EXERCISE TASK: Copy the rows below from the line containing "Kindly provide the mask of every instance of the flower" through the last row, substituting "point" for every "location" and changing nothing else.

++++ DATA SHOWN ++++

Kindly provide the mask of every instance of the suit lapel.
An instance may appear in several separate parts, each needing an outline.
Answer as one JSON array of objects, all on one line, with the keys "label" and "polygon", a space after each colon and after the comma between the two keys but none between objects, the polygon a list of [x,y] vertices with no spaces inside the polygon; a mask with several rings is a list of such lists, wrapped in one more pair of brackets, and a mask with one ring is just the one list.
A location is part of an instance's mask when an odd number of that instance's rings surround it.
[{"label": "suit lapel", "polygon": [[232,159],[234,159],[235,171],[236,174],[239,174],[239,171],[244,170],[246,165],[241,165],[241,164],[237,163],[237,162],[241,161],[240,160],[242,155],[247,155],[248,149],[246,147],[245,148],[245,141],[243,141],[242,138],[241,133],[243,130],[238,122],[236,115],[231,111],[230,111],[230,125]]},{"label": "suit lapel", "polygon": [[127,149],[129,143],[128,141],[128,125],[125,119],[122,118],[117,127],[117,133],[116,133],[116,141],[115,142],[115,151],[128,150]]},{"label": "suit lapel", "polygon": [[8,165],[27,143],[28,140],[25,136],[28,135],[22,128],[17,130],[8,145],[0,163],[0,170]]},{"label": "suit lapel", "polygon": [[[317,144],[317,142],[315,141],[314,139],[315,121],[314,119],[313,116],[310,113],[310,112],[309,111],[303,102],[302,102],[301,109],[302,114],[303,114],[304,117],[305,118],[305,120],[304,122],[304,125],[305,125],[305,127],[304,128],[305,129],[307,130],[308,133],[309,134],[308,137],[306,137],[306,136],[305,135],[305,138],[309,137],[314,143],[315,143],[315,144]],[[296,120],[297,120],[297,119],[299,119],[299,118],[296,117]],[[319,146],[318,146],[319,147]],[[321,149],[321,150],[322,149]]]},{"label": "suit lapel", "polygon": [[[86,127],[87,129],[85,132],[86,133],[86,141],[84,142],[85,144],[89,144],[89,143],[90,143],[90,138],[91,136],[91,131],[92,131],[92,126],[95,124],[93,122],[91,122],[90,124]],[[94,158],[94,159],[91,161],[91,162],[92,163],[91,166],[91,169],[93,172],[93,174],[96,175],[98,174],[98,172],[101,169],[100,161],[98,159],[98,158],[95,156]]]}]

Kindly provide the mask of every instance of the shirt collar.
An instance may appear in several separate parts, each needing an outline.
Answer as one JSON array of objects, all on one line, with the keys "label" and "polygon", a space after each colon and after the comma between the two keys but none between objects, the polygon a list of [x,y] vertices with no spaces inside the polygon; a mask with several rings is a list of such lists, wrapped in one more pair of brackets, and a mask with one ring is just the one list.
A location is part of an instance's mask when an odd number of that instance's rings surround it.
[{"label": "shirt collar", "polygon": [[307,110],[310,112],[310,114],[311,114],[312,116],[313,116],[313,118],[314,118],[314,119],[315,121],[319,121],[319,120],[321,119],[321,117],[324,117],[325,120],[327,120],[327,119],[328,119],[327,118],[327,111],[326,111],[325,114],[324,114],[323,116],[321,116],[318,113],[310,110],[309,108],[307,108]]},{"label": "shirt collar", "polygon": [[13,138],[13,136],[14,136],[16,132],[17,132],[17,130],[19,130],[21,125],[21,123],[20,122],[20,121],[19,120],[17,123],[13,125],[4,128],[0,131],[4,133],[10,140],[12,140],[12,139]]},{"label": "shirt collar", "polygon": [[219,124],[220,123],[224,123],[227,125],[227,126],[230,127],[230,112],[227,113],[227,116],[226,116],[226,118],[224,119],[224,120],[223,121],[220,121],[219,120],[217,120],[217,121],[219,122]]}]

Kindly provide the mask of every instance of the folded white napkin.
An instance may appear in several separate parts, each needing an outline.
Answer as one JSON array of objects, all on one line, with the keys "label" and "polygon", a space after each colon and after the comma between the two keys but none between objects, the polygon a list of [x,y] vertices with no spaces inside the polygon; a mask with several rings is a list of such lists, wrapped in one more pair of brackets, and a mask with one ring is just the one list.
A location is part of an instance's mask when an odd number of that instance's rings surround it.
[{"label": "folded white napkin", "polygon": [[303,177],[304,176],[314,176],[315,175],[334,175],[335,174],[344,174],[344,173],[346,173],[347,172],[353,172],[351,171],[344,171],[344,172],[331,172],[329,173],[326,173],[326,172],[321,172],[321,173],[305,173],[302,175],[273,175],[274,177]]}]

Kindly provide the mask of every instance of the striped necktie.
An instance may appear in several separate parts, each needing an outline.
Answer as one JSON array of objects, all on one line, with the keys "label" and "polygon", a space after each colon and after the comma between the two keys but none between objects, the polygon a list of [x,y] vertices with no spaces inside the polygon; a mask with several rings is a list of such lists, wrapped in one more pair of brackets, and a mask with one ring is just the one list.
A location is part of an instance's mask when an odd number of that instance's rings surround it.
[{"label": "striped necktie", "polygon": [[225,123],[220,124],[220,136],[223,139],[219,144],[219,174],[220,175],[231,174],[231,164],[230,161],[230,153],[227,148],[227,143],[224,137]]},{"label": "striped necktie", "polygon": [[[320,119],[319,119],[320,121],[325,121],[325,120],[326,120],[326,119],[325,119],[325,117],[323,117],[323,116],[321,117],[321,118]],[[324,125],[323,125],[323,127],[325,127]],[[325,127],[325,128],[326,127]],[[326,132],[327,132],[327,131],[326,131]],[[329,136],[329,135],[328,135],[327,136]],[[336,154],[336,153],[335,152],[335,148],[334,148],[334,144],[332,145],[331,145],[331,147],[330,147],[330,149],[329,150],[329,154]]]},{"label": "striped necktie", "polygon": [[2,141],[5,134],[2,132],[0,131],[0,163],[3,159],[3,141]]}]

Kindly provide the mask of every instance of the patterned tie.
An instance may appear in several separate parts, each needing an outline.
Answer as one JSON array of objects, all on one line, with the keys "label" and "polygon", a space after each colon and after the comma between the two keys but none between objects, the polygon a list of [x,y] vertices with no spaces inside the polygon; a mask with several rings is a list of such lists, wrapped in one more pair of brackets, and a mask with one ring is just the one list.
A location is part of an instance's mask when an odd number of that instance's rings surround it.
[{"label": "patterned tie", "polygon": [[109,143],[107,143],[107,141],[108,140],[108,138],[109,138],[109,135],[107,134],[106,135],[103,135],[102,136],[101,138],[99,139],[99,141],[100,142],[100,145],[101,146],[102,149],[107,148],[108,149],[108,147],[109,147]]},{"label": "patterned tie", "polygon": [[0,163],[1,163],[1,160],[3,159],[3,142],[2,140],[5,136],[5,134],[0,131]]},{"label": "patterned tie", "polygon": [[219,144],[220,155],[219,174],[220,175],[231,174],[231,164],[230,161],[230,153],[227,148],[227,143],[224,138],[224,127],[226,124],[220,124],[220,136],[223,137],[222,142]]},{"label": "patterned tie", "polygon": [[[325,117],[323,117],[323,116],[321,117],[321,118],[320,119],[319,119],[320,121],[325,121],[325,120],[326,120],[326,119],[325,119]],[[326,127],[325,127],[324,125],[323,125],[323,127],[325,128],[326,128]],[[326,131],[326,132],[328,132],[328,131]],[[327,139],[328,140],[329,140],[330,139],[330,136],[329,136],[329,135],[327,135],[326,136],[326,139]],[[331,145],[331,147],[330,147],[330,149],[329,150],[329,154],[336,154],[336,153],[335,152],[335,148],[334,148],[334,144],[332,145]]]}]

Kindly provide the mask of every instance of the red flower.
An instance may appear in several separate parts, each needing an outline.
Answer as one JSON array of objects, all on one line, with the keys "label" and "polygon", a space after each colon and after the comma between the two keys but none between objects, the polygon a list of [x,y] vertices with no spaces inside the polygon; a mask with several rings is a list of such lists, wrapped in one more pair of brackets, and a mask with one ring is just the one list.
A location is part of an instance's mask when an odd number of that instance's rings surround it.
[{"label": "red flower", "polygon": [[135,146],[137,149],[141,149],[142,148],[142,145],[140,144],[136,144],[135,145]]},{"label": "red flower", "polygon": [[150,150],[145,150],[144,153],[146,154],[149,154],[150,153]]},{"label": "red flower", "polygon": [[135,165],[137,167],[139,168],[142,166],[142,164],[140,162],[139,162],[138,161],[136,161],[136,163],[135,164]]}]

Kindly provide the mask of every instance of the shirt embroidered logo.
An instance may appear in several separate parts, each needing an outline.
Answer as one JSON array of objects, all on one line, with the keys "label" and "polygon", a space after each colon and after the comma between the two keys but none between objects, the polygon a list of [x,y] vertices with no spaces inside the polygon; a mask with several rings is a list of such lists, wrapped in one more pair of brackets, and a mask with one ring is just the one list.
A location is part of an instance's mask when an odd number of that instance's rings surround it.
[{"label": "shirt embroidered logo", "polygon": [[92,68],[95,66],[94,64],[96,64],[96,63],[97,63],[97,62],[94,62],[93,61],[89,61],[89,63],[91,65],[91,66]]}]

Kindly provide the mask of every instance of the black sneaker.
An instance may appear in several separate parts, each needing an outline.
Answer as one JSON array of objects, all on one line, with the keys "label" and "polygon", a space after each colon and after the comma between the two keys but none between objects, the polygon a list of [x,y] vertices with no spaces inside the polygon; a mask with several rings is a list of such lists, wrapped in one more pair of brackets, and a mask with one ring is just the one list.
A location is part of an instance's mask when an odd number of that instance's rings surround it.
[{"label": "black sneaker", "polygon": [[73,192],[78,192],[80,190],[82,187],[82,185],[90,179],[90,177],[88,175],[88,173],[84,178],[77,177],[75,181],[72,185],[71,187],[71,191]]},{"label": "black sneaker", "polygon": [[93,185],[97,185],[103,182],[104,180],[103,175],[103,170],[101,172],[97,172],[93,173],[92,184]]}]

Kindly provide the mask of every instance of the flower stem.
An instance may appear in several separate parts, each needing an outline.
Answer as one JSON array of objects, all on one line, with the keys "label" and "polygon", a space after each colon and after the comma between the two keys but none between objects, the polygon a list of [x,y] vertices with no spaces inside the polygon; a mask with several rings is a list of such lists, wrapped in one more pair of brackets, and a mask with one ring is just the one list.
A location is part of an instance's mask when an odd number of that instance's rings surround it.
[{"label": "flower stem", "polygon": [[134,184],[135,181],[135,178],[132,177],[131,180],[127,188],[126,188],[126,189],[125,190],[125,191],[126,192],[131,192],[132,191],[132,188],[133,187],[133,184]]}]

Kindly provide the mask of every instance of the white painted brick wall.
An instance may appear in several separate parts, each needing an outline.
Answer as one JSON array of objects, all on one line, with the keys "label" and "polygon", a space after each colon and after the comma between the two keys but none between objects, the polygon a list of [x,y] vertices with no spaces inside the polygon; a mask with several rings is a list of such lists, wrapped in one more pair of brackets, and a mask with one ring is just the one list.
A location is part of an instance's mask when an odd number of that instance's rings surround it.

++++

EXERCISE OUTPUT:
Kindly provide the mask of every instance of the flower stem.
An instance may appear in several separate parts, each needing an outline.
Answer as one JSON array of objects, all on one line, with the keys "label" and "polygon", a space after each colon and after the comma between the two keys but none between objects, the polygon a list of [x,y] vertices with no spaces inside the polygon; a mask with several rings is a list of such lists, wrapped in one more pair of brackets, and a mask with one ring is just the one list.
A point is part of an instance's mask when an odd number of that instance's rings surround it.
[{"label": "flower stem", "polygon": [[134,184],[135,181],[135,178],[132,177],[131,180],[127,188],[126,188],[126,189],[125,190],[125,191],[126,192],[131,192],[132,191],[132,188],[133,187],[133,184]]}]

Kindly provide the mask of every instance of the white painted brick wall.
An instance may appear in several separate parts, each needing an outline.
Answer as one JSON array of objects, all on one line, with the keys "label" and "polygon", a space after each colon and after the comma between the two keys but none between objects, the polygon a list of [x,y] vertices with no spaces inside the polygon; a mask with several rings is a list of such lists, wrapped in one more pair of brackets, and a mask with one ring is just the one list.
A point is part of an instance's mask when an odd number of that instance's rings surround it.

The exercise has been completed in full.